» Excerpted passage:
###
Telnyx

Four new open-weight LLMs just dropped, and here's what they mean for Voice AI

Four frontier-class LLMs shipped within weeks of each other, each with architecture decisions that matter…

Eli Mogul
By Eli Mogul
4 New Open-Weight LLMs for Voice AI 2026

Four new open-weight LLMs just dropped, and here's what they mean for Voice AI

The first months of 2026 have been relentless for open-weight model releases. Four frontier-class LLMs shipped within weeks of each other, each with architecture decisions that matter for anyone building conversational AI at scale. We broke down what's new, what's different, and why Voice AI builders should pay attention.

Model Developer Total params Active params Context window License API input pricing
DeepSeek V3.2 DeepSeek AI 685B 37B 128K MIT $0.28/1M tokens
Kimi K2.5 Moonshot AI 1T 32B 256K Modified MIT $0.60/1M tokens
GLM-5 Z.AI (Zhipu) 744B 40B 200K MIT $1.00/1M tokens
MiniMax-M2.5 MiniMax 230B 10B 200K Modified MIT $0.30/1M tokens

DeepSeek V3.2

DeepSeek-V3.2.png

DeepSeek V3.2 landed in December 2025 and set the tone for what followed. Built on 685 billion total parameters with 37 billion active per token, V3.2 introduced DeepSeek Sparse Attention (DSA), a mechanism that selectively computes attention weights rather than processing every token against every other token. The result: inference costs for long-context tasks dropped by roughly 50%, and the model maintained performance parity with its predecessor V3.1-Terminus across public benchmarks. For Voice AI applications that require reasoning over long conversation histories or multi-step tool orchestration, that efficiency gain directly translates to faster response times and lower per-minute costs.

Where V3.2 stands out is the combination of strong agentic capability and aggressive pricing. It scores 70% on SWE-bench Verified, 94.2% on AIME 2026, and earned gold-medal results on the 2025 International Mathematical Olympiad. More relevant for voice workflows: V3.2 is DeepSeek's first model to integrate reasoning directly into tool-use, supporting both thinking and non-thinking modes when calling external functions. That means a Voice AI agent powered by V3.2 can reason through a complex customer query, pull data from a CRM, and formulate a response—all within a single inference pass. At $0.28 per million input tokens and $0.42 per million output tokens, it runs at roughly 10–25x less than comparable proprietary models.

chart_deepseek.svg

The open MIT license means you can self-host, fine-tune, or integrate V3.2 into proprietary pipelines without restriction. For teams building Voice AI agents that need strong reasoning at high concurrency (think contact center automation or real-time financial advisory), DeepSeek V3.2 offers a compelling economics story. The tradeoff: it can be verbose, and at 27 tokens per second on the first-party API, it's slower than several competitors. For latency-sensitive voice interactions, that's worth benchmarking against your specific use case.




All four of these models sit on the efficient frontier of cost per intelligence, and we now support them over our chat completions endpoint. DeepSeek V3.2 set the benchmark for what that frontier looks like: strong reasoning, integrated tool use, and pricing that makes always-on AI agents economically viable.
###
» Work instruction 1: Decide whether each statement below agrees with the article on new open-weight LLMs for Voice AI. Answer yes or no, and quote the article's deciding words. (a) DeepSeek V3.2 was released in December 2025. (b) On the first-party API, DeepSeek V3.2 runs faster than several competitors. (c) DeepSeek V3.2's license bars teams from fine-tuning the model.
» Work instruction 2: According to the article on new open-weight LLMs for Voice AI, by roughly how much did DeepSeek Sparse Attention cut inference costs for long-context tasks?
###
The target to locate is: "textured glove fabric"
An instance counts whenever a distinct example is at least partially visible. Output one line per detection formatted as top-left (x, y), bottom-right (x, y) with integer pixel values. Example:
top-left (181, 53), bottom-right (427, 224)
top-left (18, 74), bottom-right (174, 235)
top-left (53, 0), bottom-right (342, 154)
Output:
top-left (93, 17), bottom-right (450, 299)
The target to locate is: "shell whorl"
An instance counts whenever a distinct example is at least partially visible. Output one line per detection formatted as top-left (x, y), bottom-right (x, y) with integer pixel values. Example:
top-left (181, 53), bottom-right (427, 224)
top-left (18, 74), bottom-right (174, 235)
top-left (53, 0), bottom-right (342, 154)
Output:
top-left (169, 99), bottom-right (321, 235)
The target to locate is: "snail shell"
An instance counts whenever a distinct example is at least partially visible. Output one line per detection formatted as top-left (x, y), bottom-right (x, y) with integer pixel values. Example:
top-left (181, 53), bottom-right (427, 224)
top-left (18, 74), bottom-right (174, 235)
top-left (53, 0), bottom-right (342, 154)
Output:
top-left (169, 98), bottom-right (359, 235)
###
» Solution 1:
(a) Yes: "DeepSeek V3.2 landed in December 2025"
(b) No: "at 27 tokens per second on the first-party API, it's slower than several competitors"
(c) No: "The open MIT license means you can self-host, fine-tune, or integrate V3.2 into proprietary pipelines without restriction."

» Solution 2: By roughly 50%.